START Extracted entries
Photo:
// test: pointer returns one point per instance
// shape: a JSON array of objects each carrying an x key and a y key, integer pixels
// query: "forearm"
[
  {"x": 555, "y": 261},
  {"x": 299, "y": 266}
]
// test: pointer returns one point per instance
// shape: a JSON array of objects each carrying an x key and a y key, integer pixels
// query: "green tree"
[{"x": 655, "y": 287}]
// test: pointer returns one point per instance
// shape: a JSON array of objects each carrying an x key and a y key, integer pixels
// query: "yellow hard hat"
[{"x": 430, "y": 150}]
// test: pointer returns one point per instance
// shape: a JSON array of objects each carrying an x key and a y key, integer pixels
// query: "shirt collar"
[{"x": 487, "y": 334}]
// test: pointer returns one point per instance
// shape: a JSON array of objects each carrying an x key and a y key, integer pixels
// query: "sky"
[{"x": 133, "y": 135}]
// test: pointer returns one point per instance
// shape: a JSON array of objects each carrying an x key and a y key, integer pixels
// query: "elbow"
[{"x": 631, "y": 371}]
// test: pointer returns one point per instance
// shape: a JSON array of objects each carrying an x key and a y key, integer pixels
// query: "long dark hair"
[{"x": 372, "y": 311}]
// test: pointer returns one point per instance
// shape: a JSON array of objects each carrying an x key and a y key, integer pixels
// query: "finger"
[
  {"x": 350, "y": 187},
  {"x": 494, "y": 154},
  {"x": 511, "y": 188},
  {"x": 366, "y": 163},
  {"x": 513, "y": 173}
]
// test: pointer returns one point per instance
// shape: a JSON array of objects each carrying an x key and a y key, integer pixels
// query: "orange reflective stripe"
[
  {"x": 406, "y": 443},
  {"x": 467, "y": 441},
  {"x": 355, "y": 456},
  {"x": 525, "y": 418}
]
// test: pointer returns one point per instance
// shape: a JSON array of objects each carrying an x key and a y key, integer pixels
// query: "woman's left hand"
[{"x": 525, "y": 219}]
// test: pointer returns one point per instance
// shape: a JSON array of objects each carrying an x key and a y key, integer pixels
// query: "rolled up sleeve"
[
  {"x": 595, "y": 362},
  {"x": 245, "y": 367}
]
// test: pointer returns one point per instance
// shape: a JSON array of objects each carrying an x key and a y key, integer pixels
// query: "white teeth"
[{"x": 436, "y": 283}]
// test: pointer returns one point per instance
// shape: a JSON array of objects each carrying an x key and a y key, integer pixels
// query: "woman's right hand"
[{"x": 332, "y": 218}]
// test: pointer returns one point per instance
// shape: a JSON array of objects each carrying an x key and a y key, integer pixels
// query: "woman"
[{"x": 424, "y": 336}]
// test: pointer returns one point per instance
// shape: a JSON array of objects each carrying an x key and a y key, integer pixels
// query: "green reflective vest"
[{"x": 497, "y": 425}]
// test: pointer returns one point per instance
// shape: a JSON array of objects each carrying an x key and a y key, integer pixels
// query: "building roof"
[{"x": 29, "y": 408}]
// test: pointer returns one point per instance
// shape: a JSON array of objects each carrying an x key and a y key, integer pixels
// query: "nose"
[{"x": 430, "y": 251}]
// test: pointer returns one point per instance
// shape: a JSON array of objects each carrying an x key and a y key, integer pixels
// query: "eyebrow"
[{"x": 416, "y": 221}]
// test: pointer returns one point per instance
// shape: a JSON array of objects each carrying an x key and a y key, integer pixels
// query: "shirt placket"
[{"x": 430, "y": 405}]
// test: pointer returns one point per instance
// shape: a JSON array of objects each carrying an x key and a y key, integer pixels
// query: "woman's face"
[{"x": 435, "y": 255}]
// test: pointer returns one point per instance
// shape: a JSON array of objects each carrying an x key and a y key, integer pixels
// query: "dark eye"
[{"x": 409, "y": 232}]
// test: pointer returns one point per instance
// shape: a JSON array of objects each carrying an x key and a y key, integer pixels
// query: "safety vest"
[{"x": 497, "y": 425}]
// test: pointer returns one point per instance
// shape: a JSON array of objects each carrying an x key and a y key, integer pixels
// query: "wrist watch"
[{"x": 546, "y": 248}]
END Extracted entries
■ Problem details ■
Copy each line of the material exactly as shown.

■ Task result ■
Photo:
// test: pointer returns one point per instance
// shape: a JSON array of objects each carrying an x key and a y key, integer pixels
// query: "forearm"
[
  {"x": 555, "y": 261},
  {"x": 299, "y": 266}
]
// test: pointer returns one point per instance
// shape: a JSON array of objects each carrying an x key and a y key, integer pixels
// query: "green tree"
[{"x": 655, "y": 287}]
// test: pointer returns one point per instance
// shape: a JSON array of objects each carrying an x key and a y key, integer pixels
// query: "yellow hard hat"
[{"x": 430, "y": 150}]
// test: pointer returns one point per instance
// shape: a JSON array of objects each carrying an x key and a y key, integer pixels
// query: "shirt collar"
[{"x": 487, "y": 334}]
// test: pointer returns one point per instance
// shape: a JSON array of objects each carrying an x key and a y key, integer pixels
// query: "sky"
[{"x": 133, "y": 135}]
// test: pointer returns one point per instance
// shape: a JSON array of objects each carrying an x key and a y key, integer pixels
// query: "elbow"
[{"x": 631, "y": 371}]
// test: pointer returns one point per instance
// shape: a JSON array of objects each carrying an x key and a y key, integer pixels
// query: "long dark hair"
[{"x": 372, "y": 311}]
// test: pointer returns one point per instance
// shape: a JSON array of objects each carrying an x key and a y key, integer pixels
// query: "finger"
[
  {"x": 350, "y": 187},
  {"x": 494, "y": 154},
  {"x": 511, "y": 188},
  {"x": 366, "y": 163},
  {"x": 513, "y": 173}
]
// test: pointer returns one point per instance
// shape: a JSON array of objects each carrying an x key and a y key, integer pixels
// query: "orange reflective stripe"
[
  {"x": 406, "y": 443},
  {"x": 467, "y": 441},
  {"x": 355, "y": 456},
  {"x": 525, "y": 418}
]
// test: pointer returns one point per instance
// shape: a JSON array of objects each carrying an x key and a y key, integer pixels
// query: "woman's left hand"
[{"x": 525, "y": 219}]
// test: pointer returns one point per instance
// shape: a JSON array of objects each carrying an x key and a y key, integer pixels
// query: "rolled up sleeve"
[
  {"x": 595, "y": 362},
  {"x": 245, "y": 367}
]
// test: pointer returns one point per instance
// shape: a JSON array of objects each carrying an x key and a y key, integer pixels
// query: "white teeth"
[{"x": 436, "y": 283}]
// test: pointer returns one point per instance
// shape: a JSON array of objects each carrying an x key and a y key, integer pixels
// query: "woman's right hand"
[{"x": 332, "y": 218}]
// test: pointer returns one point per instance
// shape: a JSON array of objects each carrying an x key and a y key, integer pixels
// query: "woman"
[{"x": 424, "y": 336}]
// test: pointer returns one point per instance
// shape: a JSON array of objects each carrying an x key and a y key, integer pixels
// query: "green reflective vest"
[{"x": 497, "y": 425}]
// test: pointer returns one point per instance
// shape: a JSON array of objects each carrying an x key and a y key, integer pixels
// query: "building roof"
[{"x": 29, "y": 408}]
// test: pointer returns one point per instance
// shape: a JSON array of objects each carrying an x key and a y key, integer pixels
// query: "nose"
[{"x": 430, "y": 251}]
// test: pointer returns one point per instance
// shape: a JSON array of objects each carrying an x key and a y key, integer pixels
// query: "eyebrow"
[{"x": 416, "y": 221}]
// test: pointer returns one point per instance
// shape: a JSON array of objects each carrying an x key and a y key, integer pixels
// query: "shirt placket"
[{"x": 430, "y": 405}]
// test: pointer returns one point per instance
// shape: a JSON array of objects each carrying an x key and a y key, integer pixels
// query: "woman's face"
[{"x": 435, "y": 255}]
// test: pointer returns one point per instance
// shape: a JSON array of objects each carrying an x key and a y key, integer pixels
// query: "dark eye"
[{"x": 409, "y": 232}]
// test: pointer returns one point per instance
// shape: a JSON array of objects each carrying an x key and a y key, integer pixels
// query: "safety vest"
[{"x": 497, "y": 425}]
// test: pointer returns one point per instance
// shape: a JSON array of objects each carrying an x key and a y key, integer pixels
// query: "wrist watch"
[{"x": 546, "y": 248}]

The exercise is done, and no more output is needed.